▶ Page text:
** Begin **
Disengaging is not ignoring anyone. What it does mean is bio parent , well PARENTS.

Bio parent makes sure the room is clean, homework complete. Bio parent makes sure wash is done. Bio parents makes sure there is enough food inside the home for his kids. Stuff like that.

That's your home too if you live there. Do as you normally do. IF you wake up at 7am, sit and have coffee then make breakfast..thats is what you do. OF course you ask if anyone wants some. Because that is polite.

Ask for help to clean up...and go about your day.

Hope that helps a little. Just be yourself....no need ot hide. Unless you want to.

Never be rude though...that is just ugly.

Edit to add...I didnt have to disengage because my husband is a great dad. He did mostly everything when his kids were present.

 

 

 

Lady Tea's picture

Thank you for help clarifying.  Most of the post I have read on disengagement talk about going off by yourself and doing what you want to do and to me that sounds like ignoring and leaving them to fend for themselves.  So I guess I'm still a little confused.  I stayed in my room because I didn't want to engage with them, I just relaxed alone and read a book instead.  I wasn't trying to be rude but I am trying to get my bf to see that I'm not happy with his adult son staying the night every other weekend.  I'm fine with him visiting but I expect him to go home, or I should say be taken home aftter because he does not drive.  I think that if I hung out with them like everything was just fine then thats the message that sends.  But the message I want to send is that, things are not fine like this. I just think it is too much at the son's age and I was looking forward to not having to do the whole weekend anymore on a schedule. 

Stressed19's picture

You have alread been through the most difficult time... They are all older and only one son that comes over every other weekend and stays one night...??? I wish that were my case. I would love to be in your situation.  Try to compromise.... I am assuming he sleeps over at most 4 times a month..?? Is he going to school? Does he have a job? You mentioned "adult son"..? In either case if he is out of high school, he needs to get a part time job and he should be going to school. I would even offer to take him to work until he gets a driver license. Once he starts doing adult like things, he will also find his own path and eventually not want to sleep over his dad's... People tend to do and want exactly the oppossite of what you tell them..
** End **
Entries drawn from a collection:
** Begin **
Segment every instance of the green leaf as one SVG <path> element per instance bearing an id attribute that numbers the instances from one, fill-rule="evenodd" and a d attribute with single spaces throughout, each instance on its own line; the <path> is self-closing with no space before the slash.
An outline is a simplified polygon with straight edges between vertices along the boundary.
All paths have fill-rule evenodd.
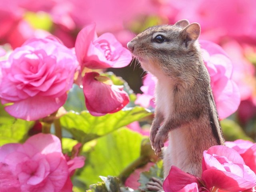
<path id="1" fill-rule="evenodd" d="M 122 186 L 117 177 L 100 176 L 104 182 L 98 182 L 90 186 L 90 190 L 87 192 L 128 192 L 133 191 L 128 187 Z"/>
<path id="2" fill-rule="evenodd" d="M 24 141 L 34 122 L 16 119 L 5 111 L 0 104 L 0 146 Z"/>
<path id="3" fill-rule="evenodd" d="M 69 90 L 68 99 L 63 106 L 67 111 L 74 110 L 81 112 L 85 110 L 85 102 L 82 89 L 74 84 L 72 88 Z"/>
<path id="4" fill-rule="evenodd" d="M 164 181 L 164 169 L 163 167 L 163 162 L 160 161 L 151 167 L 149 171 L 143 172 L 140 174 L 139 182 L 140 183 L 140 186 L 139 188 L 143 191 L 149 192 L 146 189 L 146 185 L 150 181 L 152 177 L 155 177 L 162 181 Z"/>
<path id="5" fill-rule="evenodd" d="M 84 143 L 151 114 L 140 107 L 100 117 L 93 116 L 88 111 L 80 113 L 70 112 L 60 118 L 60 122 L 62 127 L 69 131 L 76 140 Z"/>
<path id="6" fill-rule="evenodd" d="M 98 176 L 117 176 L 140 155 L 142 136 L 123 128 L 96 140 L 86 154 L 84 168 L 78 178 L 90 185 L 100 181 Z"/>
<path id="7" fill-rule="evenodd" d="M 220 125 L 223 131 L 223 135 L 226 140 L 234 141 L 237 139 L 242 139 L 253 141 L 234 121 L 225 119 L 220 122 Z"/>

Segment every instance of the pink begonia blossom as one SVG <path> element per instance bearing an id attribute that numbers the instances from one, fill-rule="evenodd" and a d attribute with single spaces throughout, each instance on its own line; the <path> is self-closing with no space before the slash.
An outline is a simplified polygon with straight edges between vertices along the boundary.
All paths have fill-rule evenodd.
<path id="1" fill-rule="evenodd" d="M 153 108 L 155 107 L 154 102 L 154 92 L 157 81 L 156 77 L 150 73 L 147 74 L 143 80 L 143 85 L 140 87 L 140 90 L 143 94 L 137 94 L 137 99 L 134 102 L 135 104 L 144 107 L 149 106 Z"/>
<path id="2" fill-rule="evenodd" d="M 209 192 L 202 185 L 200 178 L 185 173 L 175 166 L 172 166 L 169 174 L 163 183 L 165 192 Z"/>
<path id="3" fill-rule="evenodd" d="M 256 22 L 254 0 L 178 1 L 166 1 L 163 14 L 168 16 L 171 23 L 184 18 L 189 18 L 191 22 L 200 23 L 204 39 L 219 42 L 227 36 L 254 39 L 256 37 L 254 30 Z"/>
<path id="4" fill-rule="evenodd" d="M 52 135 L 40 133 L 23 144 L 5 144 L 0 147 L 1 191 L 71 192 L 68 164 L 60 141 Z"/>
<path id="5" fill-rule="evenodd" d="M 237 84 L 241 100 L 250 99 L 256 85 L 255 69 L 244 58 L 242 47 L 235 41 L 230 41 L 222 47 L 228 54 L 233 63 L 232 79 Z"/>
<path id="6" fill-rule="evenodd" d="M 240 92 L 231 79 L 233 65 L 220 46 L 206 40 L 200 44 L 219 116 L 223 119 L 235 112 L 240 104 Z"/>
<path id="7" fill-rule="evenodd" d="M 36 120 L 64 103 L 78 64 L 72 51 L 54 37 L 32 38 L 1 62 L 0 98 L 11 115 Z"/>
<path id="8" fill-rule="evenodd" d="M 142 167 L 136 169 L 125 180 L 124 185 L 133 189 L 138 189 L 141 185 L 138 182 L 140 174 L 142 172 L 148 171 L 154 164 L 154 163 L 150 162 Z"/>
<path id="9" fill-rule="evenodd" d="M 229 116 L 238 109 L 240 93 L 231 77 L 233 64 L 224 50 L 214 43 L 201 40 L 203 57 L 211 78 L 211 86 L 220 119 Z M 157 80 L 148 74 L 138 94 L 136 104 L 144 107 L 154 107 L 154 87 Z"/>
<path id="10" fill-rule="evenodd" d="M 239 139 L 234 142 L 226 142 L 225 144 L 237 151 L 243 158 L 245 164 L 256 173 L 256 144 Z"/>
<path id="11" fill-rule="evenodd" d="M 122 86 L 109 84 L 110 80 L 96 72 L 85 74 L 83 78 L 85 104 L 92 115 L 100 116 L 114 113 L 129 103 L 129 96 Z"/>
<path id="12" fill-rule="evenodd" d="M 235 150 L 214 146 L 203 153 L 202 179 L 208 188 L 239 192 L 255 186 L 256 175 Z"/>
<path id="13" fill-rule="evenodd" d="M 98 37 L 95 24 L 88 25 L 77 36 L 76 54 L 82 69 L 103 69 L 127 66 L 132 60 L 132 54 L 110 33 Z"/>

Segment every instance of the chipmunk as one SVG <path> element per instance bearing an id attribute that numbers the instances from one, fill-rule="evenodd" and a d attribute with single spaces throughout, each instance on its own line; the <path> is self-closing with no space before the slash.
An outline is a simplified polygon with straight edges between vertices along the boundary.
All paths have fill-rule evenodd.
<path id="1" fill-rule="evenodd" d="M 164 177 L 171 166 L 200 177 L 203 152 L 224 140 L 197 40 L 200 27 L 186 20 L 150 27 L 127 44 L 142 68 L 158 79 L 152 148 L 164 151 Z"/>

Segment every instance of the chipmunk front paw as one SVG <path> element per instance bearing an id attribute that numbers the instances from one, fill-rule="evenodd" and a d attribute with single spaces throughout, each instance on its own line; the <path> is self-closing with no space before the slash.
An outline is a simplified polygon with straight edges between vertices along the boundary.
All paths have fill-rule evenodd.
<path id="1" fill-rule="evenodd" d="M 168 137 L 168 134 L 164 134 L 161 131 L 158 131 L 156 135 L 153 145 L 153 149 L 157 155 L 160 154 L 162 148 L 164 146 L 164 142 L 167 140 Z"/>

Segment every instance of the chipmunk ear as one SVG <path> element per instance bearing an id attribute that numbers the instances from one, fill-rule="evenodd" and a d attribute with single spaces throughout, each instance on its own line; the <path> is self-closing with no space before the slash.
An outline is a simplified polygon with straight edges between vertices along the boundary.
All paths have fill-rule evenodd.
<path id="1" fill-rule="evenodd" d="M 192 23 L 182 30 L 180 33 L 181 38 L 186 47 L 198 39 L 200 31 L 200 26 L 197 23 Z"/>
<path id="2" fill-rule="evenodd" d="M 182 19 L 180 20 L 175 23 L 174 25 L 179 26 L 182 27 L 185 27 L 189 24 L 189 21 L 186 19 Z"/>

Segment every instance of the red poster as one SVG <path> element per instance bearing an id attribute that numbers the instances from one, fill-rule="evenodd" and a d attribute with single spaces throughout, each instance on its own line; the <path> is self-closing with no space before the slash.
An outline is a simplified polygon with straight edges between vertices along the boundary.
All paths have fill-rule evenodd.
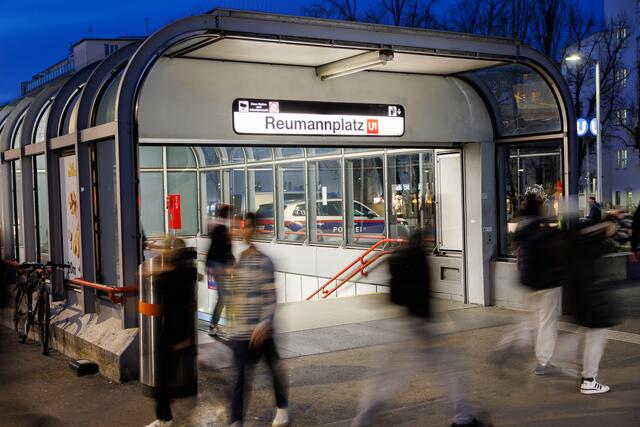
<path id="1" fill-rule="evenodd" d="M 182 216 L 180 215 L 180 195 L 169 194 L 167 196 L 167 211 L 169 215 L 169 229 L 179 230 L 182 228 Z"/>

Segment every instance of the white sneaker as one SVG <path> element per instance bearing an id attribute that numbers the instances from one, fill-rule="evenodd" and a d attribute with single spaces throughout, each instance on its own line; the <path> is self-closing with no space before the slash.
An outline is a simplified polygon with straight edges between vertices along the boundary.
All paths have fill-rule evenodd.
<path id="1" fill-rule="evenodd" d="M 170 425 L 173 425 L 173 420 L 163 421 L 158 419 L 145 427 L 169 427 Z"/>
<path id="2" fill-rule="evenodd" d="M 600 394 L 611 390 L 608 385 L 600 384 L 595 378 L 583 378 L 580 384 L 580 393 L 582 394 Z"/>
<path id="3" fill-rule="evenodd" d="M 287 408 L 276 408 L 276 416 L 271 423 L 272 427 L 286 427 L 289 425 L 289 410 Z"/>

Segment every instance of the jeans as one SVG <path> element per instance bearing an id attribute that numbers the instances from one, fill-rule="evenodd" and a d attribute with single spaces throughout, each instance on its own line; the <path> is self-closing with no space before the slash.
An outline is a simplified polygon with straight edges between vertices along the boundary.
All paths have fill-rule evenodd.
<path id="1" fill-rule="evenodd" d="M 213 309 L 213 315 L 211 317 L 211 325 L 216 326 L 220 322 L 222 310 L 224 310 L 226 306 L 224 294 L 224 278 L 228 267 L 226 264 L 218 261 L 208 261 L 207 266 L 209 267 L 211 274 L 213 274 L 213 277 L 215 277 L 216 283 L 218 284 L 218 299 L 216 301 L 216 306 Z"/>
<path id="2" fill-rule="evenodd" d="M 596 378 L 600 360 L 607 345 L 607 330 L 592 329 L 585 331 L 584 351 L 582 356 L 582 378 Z"/>
<path id="3" fill-rule="evenodd" d="M 529 303 L 532 315 L 516 324 L 498 343 L 498 350 L 512 350 L 531 344 L 532 331 L 537 331 L 535 340 L 536 359 L 541 365 L 551 360 L 558 339 L 562 288 L 543 289 L 532 292 Z"/>
<path id="4" fill-rule="evenodd" d="M 536 358 L 546 365 L 553 356 L 558 339 L 558 318 L 560 317 L 562 288 L 536 291 L 532 295 L 536 306 L 538 336 L 536 337 Z"/>
<path id="5" fill-rule="evenodd" d="M 287 408 L 289 406 L 287 377 L 280 367 L 280 358 L 273 339 L 266 339 L 258 349 L 249 348 L 249 340 L 237 340 L 233 342 L 232 349 L 237 373 L 231 400 L 231 424 L 236 421 L 242 422 L 244 418 L 245 387 L 251 385 L 253 368 L 261 358 L 264 358 L 271 372 L 276 406 Z"/>

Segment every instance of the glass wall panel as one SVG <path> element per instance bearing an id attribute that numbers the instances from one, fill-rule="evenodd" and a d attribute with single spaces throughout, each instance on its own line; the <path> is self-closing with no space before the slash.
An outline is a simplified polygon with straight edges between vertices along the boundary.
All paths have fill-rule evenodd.
<path id="1" fill-rule="evenodd" d="M 303 242 L 307 236 L 304 163 L 277 165 L 278 239 Z"/>
<path id="2" fill-rule="evenodd" d="M 96 109 L 95 118 L 93 120 L 94 126 L 110 123 L 115 120 L 116 96 L 118 94 L 118 86 L 120 86 L 121 78 L 122 70 L 112 78 L 111 82 L 109 82 L 107 88 L 100 96 L 98 108 Z"/>
<path id="3" fill-rule="evenodd" d="M 205 196 L 205 214 L 207 217 L 207 230 L 209 232 L 209 225 L 212 223 L 216 208 L 222 202 L 222 183 L 220 182 L 220 171 L 207 171 L 201 174 L 202 185 L 204 186 Z"/>
<path id="4" fill-rule="evenodd" d="M 220 155 L 216 147 L 198 147 L 196 150 L 202 152 L 204 164 L 207 166 L 217 166 L 220 164 Z"/>
<path id="5" fill-rule="evenodd" d="M 161 147 L 140 147 L 141 153 L 148 152 L 148 148 L 156 148 L 162 152 Z M 97 198 L 100 270 L 98 281 L 113 285 L 120 283 L 120 254 L 118 252 L 118 211 L 116 209 L 116 157 L 115 141 L 108 139 L 100 141 L 94 145 L 97 160 Z M 141 155 L 141 158 L 145 157 Z M 162 162 L 161 162 L 162 163 Z M 150 176 L 147 176 L 149 174 Z M 142 215 L 142 233 L 146 236 L 161 235 L 164 232 L 164 206 L 159 207 L 158 201 L 162 204 L 162 174 L 145 172 L 140 174 L 140 200 Z M 157 177 L 160 187 L 159 191 L 150 188 L 149 181 Z M 154 200 L 154 197 L 156 198 Z M 147 207 L 148 206 L 148 207 Z M 155 210 L 154 210 L 155 209 Z M 158 210 L 159 209 L 159 210 Z M 151 218 L 148 218 L 151 216 Z M 155 225 L 154 220 L 159 224 Z M 155 228 L 155 229 L 154 229 Z"/>
<path id="6" fill-rule="evenodd" d="M 64 115 L 62 116 L 62 126 L 59 129 L 59 135 L 66 135 L 70 132 L 70 129 L 75 129 L 75 123 L 72 123 L 74 111 L 76 110 L 76 104 L 80 101 L 80 92 L 82 88 L 78 88 L 73 95 L 71 95 L 71 99 L 67 104 Z"/>
<path id="7" fill-rule="evenodd" d="M 35 169 L 35 209 L 37 244 L 40 262 L 49 261 L 49 206 L 47 205 L 47 171 L 45 169 L 44 154 L 33 159 Z"/>
<path id="8" fill-rule="evenodd" d="M 225 154 L 226 164 L 244 163 L 244 151 L 242 147 L 222 147 L 221 150 Z"/>
<path id="9" fill-rule="evenodd" d="M 12 195 L 13 195 L 13 242 L 14 256 L 19 262 L 24 258 L 24 236 L 22 233 L 22 173 L 20 172 L 20 160 L 11 162 L 12 169 Z"/>
<path id="10" fill-rule="evenodd" d="M 342 153 L 342 148 L 331 148 L 331 147 L 307 148 L 307 155 L 309 157 L 330 156 L 332 154 L 341 154 L 341 153 Z"/>
<path id="11" fill-rule="evenodd" d="M 427 247 L 435 244 L 433 150 L 388 157 L 389 237 L 407 238 L 421 227 Z"/>
<path id="12" fill-rule="evenodd" d="M 260 162 L 273 159 L 273 149 L 270 147 L 249 147 L 244 149 L 247 161 Z"/>
<path id="13" fill-rule="evenodd" d="M 47 121 L 49 120 L 49 111 L 51 111 L 51 101 L 46 104 L 42 114 L 38 117 L 36 133 L 33 139 L 34 143 L 42 142 L 47 138 Z"/>
<path id="14" fill-rule="evenodd" d="M 18 119 L 18 125 L 13 132 L 11 140 L 11 148 L 18 148 L 22 145 L 22 125 L 24 124 L 24 115 Z"/>
<path id="15" fill-rule="evenodd" d="M 292 159 L 296 157 L 304 157 L 303 148 L 295 148 L 295 147 L 276 148 L 276 159 Z"/>
<path id="16" fill-rule="evenodd" d="M 383 158 L 346 159 L 347 242 L 371 246 L 385 236 Z"/>
<path id="17" fill-rule="evenodd" d="M 312 242 L 341 244 L 344 231 L 342 165 L 337 160 L 309 162 L 309 212 Z"/>
<path id="18" fill-rule="evenodd" d="M 164 234 L 165 207 L 162 172 L 140 173 L 140 215 L 142 216 L 142 229 L 147 238 L 161 237 Z"/>
<path id="19" fill-rule="evenodd" d="M 189 152 L 191 152 L 189 150 Z M 198 188 L 196 172 L 168 172 L 167 194 L 180 195 L 182 228 L 179 236 L 195 236 L 198 233 Z"/>
<path id="20" fill-rule="evenodd" d="M 558 215 L 562 195 L 560 143 L 520 143 L 498 147 L 498 203 L 500 255 L 515 256 L 513 233 L 527 190 L 540 186 L 547 198 L 547 214 Z"/>
<path id="21" fill-rule="evenodd" d="M 273 167 L 250 168 L 249 210 L 256 213 L 258 239 L 271 240 L 275 232 L 273 216 Z"/>
<path id="22" fill-rule="evenodd" d="M 229 183 L 229 198 L 227 203 L 233 207 L 234 221 L 231 227 L 238 229 L 240 220 L 244 218 L 247 212 L 247 194 L 246 194 L 246 176 L 244 168 L 231 169 L 227 171 L 227 182 Z"/>
<path id="23" fill-rule="evenodd" d="M 167 167 L 170 169 L 195 168 L 196 157 L 190 147 L 167 147 Z"/>
<path id="24" fill-rule="evenodd" d="M 501 136 L 561 130 L 560 111 L 551 88 L 526 65 L 501 65 L 465 76 L 490 98 Z"/>
<path id="25" fill-rule="evenodd" d="M 162 169 L 162 147 L 140 145 L 138 150 L 141 169 Z"/>

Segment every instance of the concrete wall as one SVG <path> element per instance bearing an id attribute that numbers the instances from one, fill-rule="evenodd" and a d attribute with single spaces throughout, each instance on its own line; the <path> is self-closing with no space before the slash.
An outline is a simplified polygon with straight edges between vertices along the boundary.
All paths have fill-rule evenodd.
<path id="1" fill-rule="evenodd" d="M 321 81 L 311 67 L 175 58 L 161 58 L 145 82 L 139 103 L 140 138 L 175 138 L 175 143 L 189 143 L 189 139 L 227 143 L 300 141 L 299 136 L 235 134 L 232 102 L 244 97 L 395 103 L 405 108 L 402 137 L 316 138 L 325 143 L 345 141 L 349 145 L 367 139 L 379 145 L 406 141 L 460 143 L 493 138 L 482 100 L 455 77 L 362 72 Z"/>
<path id="2" fill-rule="evenodd" d="M 198 284 L 198 310 L 211 312 L 216 301 L 216 293 L 207 288 L 204 260 L 209 247 L 209 239 L 194 238 L 187 241 L 197 245 L 201 281 Z M 269 255 L 276 267 L 276 290 L 279 303 L 300 302 L 310 296 L 318 287 L 326 283 L 349 263 L 360 256 L 364 249 L 329 248 L 320 246 L 300 246 L 283 243 L 257 243 Z M 239 255 L 244 249 L 240 242 L 234 242 L 234 252 Z M 432 289 L 437 298 L 463 301 L 462 257 L 429 256 Z M 342 285 L 329 298 L 389 292 L 389 275 L 384 258 L 375 263 L 367 276 L 357 275 Z M 320 295 L 316 296 L 316 299 Z"/>

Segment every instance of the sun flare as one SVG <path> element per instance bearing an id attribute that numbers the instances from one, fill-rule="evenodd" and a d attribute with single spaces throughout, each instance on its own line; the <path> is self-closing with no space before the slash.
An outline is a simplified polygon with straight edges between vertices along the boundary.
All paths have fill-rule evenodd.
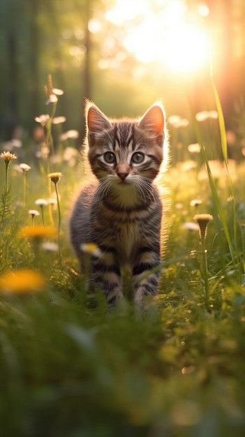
** End **
▶ What to work on:
**A.** According to the forum discussion, why did the writer of the "Edit to add" not have to disengage?
**B.** Arrange the entries as a two-column CSV with the columns request and answer, one row per request, each field quoted and with line breaks turned into spaces. Begin at the entry line that has "Segment every instance of the chipmunk as" and stop after the one that has "164 177 L 171".
The forum discussion and the entries have nothing to do with each other.

▶ Responses in order:
**A.** Her husband is a great dad.

**B.**
request,answer
"Segment every instance of the chipmunk as one SVG <path> element per instance bearing an id attribute that numbers the instances from one, fill-rule=""evenodd"" and a d attribute with single spaces throughout, each instance on its own line; the <path> is self-closing with no space before the slash. An outline is a simplified polygon with straight edges between vertices along the boundary. All paths have fill-rule evenodd.","<path id=""1"" fill-rule=""evenodd"" d=""M 164 177 L 171 166 L 200 177 L 203 152 L 224 140 L 197 40 L 200 27 L 186 20 L 150 27 L 127 44 L 142 68 L 158 79 L 152 148 L 164 151 Z""/>"